Jobs:
a) In the excerpt on vocabulary review, what is the minimum number of reviews that research indicates new vocabulary needs in most cases?
b) Continue the article on vocabulary review from its final sentence onward.

Excerpt:
----------------
Penny Ur: Vocabulary review: just reminding is not enough
ETAS Journal Volume 36, Number 2 (Spring 2019), pp. 28-30
I have selected this article because of its practical take on vocabulary revision. In addition to asking tough questions about what does and does not work when revising vocabulary, Ur also provides concrete examples of how to counter some of the challenges in a classroom setting.
Multiple review and vocabulary acquisition through reading
Both research and practice confirm that it is not enough to teach a new vocabulary item once: learners need to review it several times. however, it appears that reviewing by just reminding learners of the new item is not very effective: it is better to use tasks that require deliberate and effortful retrieval.
New vocabulary needs to be reviewed a number of times in order for its basic form and meaning to be mastered (Zahar, Cobb, & Spada, 2001; Webb, 2007). The actual number varies, but research indicates that in most cases it is at least ten, often more, depending on the difficulty of the item, the level, motivation, and ability of the student, and the effectiveness of the review technique used.
Given this assumption, how can we make sure that students get enough review of the vocabulary we teach them?
Those who support the Input hypothesis would claim that the provision of comprehensible input is a necessary and sufficient condition for language acquisition. In other words, give your students enough comprehensible spoken or written input contextualizing the language feature to the learnt, and it will be acquired. In the case of vocabulary, the emphasis is on input through reading (Krashen, 1989).
When applied to the learning of one’s first language, the hypothesis is convincing: probably most of us reached a high level of vocabulary knowledge in our mother tongue mainly through our reading. However, the sheer number of hours spent reading in the mother tongue in a mainly monolingual environment by a learner progressing through the school system probably reaches tens of thousands. Even in a multilingual country like Switzerland, a school student will spend thousands of hours reading texts in the language(s) which is/are the medium of instruction. This cannot be compared to the situation where a student is learning a foreign language, like English, through maybe three or four hours a week of instruction. In such a context, the number of hours spent by the student reading in the new language is only a fraction of the numbers quoted above.
If vocabulary acquisition derives mainly from encounter through reading – how much do you need to read in order to acquire how much vocabulary? Clearly, the more common the word, the less you need to read, since the number of times the more frequent words, like “go”, “big”, “man”, etc., are likely to occur in a text is relatively high. Once you progress even to medium-frequency words like “therefore”, “perfect”, “announce”, however, you will need to read a huge amount of text in order to re-encounter the words enough times to learn them permanently.
----------------
Source material:
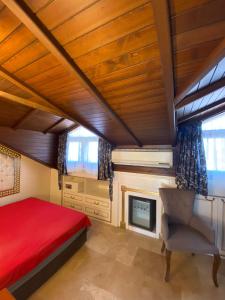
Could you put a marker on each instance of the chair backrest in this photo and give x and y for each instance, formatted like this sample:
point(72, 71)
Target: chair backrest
point(178, 204)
----------------
In response:
a) At least ten, and often more.

b)
A study done by Zahar, Cobb and Spada (2001) looked at vocabulary acquisition through reading of French-speaking learners of English in Quebec. They selected a set of 30 words that occurred (most of them repeatedly) in a story, checked that students did not know them in advance, got them to read and listen to the story, and then tested how many of the words they had in fact learnt by the time they had finished.
They found that about one word was learnt satisfactorily for every 1 000 words read: a result broadly supported by those who have done similar research since then (Waring & Takaki, 2003; Cobb, 2007; Pigada & Schmitt, 2006). Zahar, Cobb and Spada’s conclusion is that in a situation where students spend about one English period a week reading in the target language, it would take them 29 years to acquire a vocabulary of 2 000 words (about A2 level) only through reading.
The point here is that acquisition of vocabulary through reading is effective, but it is not efficient. It works well if you have enough input. Learners acquiring their own language have enough input: those learning a new language only through a formal course of instruction do not.
Vocabulary acquisition through retrieval-based review
We need, therefore, to make sure that students re-encounter new vocabulary by deliberately providing opportunities for them to do so, in the form of focused vocabulary review activities. We cannot afford to wait until the vocabulary item comes up by chance in texts or classroom interactions.
Which of these activities do you most commonly use? (Note that the following suggestions refer to “words”, but could equally well refer to multi-word items such as “of course”).
1. The teacher reminds students of the words they have recently learnt, and asks them to repeat them.
2. Students write down the words in their notebooks.
3. Students take time to study and review the words recently taught.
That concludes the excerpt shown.